### Text section
- - - - - - -

By Jonah Goldberg
Wednesday, February 19, 2014
Of all the time-honored failings for which we criticize
sitting presidents -- by "we" I mean pundits, academics and other
members of the chattering phylum -- two charges stand out: imperialism and
shrinkage. Usually it's one or the other.
When the president is unpopular or when he's lost control
of his agenda or when he just seems inadequate to the demands of the job, the
headline "The Incredible Shrinking Presidency" proliferates like
kudzu. When the Republicans lost control of Congress in 2006, the Economist
proclaimed "The Incredible Shrinking Presidency" of George W. Bush on
its cover. Barack Obama has been diagnosed with presidential shrinkage many
times, including in Politico, the New York Times and my own National Review.
The flip side of the shrinking presidency is the imperial
presidency, something we've been fretting by name since at least Franklin
Roosevelt and in principle since the founding.
Politically, what is remarkable is that Obama seems to be
doing both at the same time. His "Year of Action" -- intended to
dispel that lame-duck scent -- is simultaneously Caesar-like and pathetic.
(Maybe the presidential seal should depict that dude from the Little Caesars
pizza commercials?) Last week, he announced that he would unilaterally raise
the minimum wage for federal contractors seeking new work. Only 1 percent of
the workforce makes the minimum wage, according to the Bureau of Labor
Statistics, and vanishingly few of them work for the federal government. This
probably explains why the White House wouldn't give an actual number when asked
how many people his bold action would benefit.

- - - - - - -

### Supplied information
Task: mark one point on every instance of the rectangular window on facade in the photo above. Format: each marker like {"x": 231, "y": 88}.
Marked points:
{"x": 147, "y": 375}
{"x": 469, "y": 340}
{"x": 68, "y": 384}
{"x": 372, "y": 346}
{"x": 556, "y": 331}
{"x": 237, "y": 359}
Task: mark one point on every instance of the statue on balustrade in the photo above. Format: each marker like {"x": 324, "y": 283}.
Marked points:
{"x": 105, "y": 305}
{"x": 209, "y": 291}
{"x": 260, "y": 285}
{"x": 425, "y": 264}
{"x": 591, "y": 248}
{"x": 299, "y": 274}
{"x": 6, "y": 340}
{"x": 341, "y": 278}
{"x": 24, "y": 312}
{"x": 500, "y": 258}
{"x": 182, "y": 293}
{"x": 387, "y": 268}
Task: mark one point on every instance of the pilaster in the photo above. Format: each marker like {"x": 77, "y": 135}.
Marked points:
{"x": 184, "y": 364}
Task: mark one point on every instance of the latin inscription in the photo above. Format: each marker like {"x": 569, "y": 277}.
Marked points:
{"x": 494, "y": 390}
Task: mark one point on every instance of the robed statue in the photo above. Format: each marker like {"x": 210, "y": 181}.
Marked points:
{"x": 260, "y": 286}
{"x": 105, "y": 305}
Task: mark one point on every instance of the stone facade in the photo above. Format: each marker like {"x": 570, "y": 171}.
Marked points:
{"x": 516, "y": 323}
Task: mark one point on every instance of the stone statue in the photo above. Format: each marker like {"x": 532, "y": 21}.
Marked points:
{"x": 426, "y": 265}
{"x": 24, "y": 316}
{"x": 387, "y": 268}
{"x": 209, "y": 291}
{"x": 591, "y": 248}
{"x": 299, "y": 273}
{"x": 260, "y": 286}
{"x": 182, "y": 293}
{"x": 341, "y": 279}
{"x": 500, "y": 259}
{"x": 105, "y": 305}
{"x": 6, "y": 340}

- - - - - - -

### Work to complete
Return the part of the text about the shrinking and imperial presidency between "The flip side" and "since the founding.", inclusive, copied word for word. The records come from a different source than the text.

### Answer below
The flip side of the shrinking presidency is the imperial
presidency, something we've been fretting by name since at least Franklin
Roosevelt and in principle since the founding.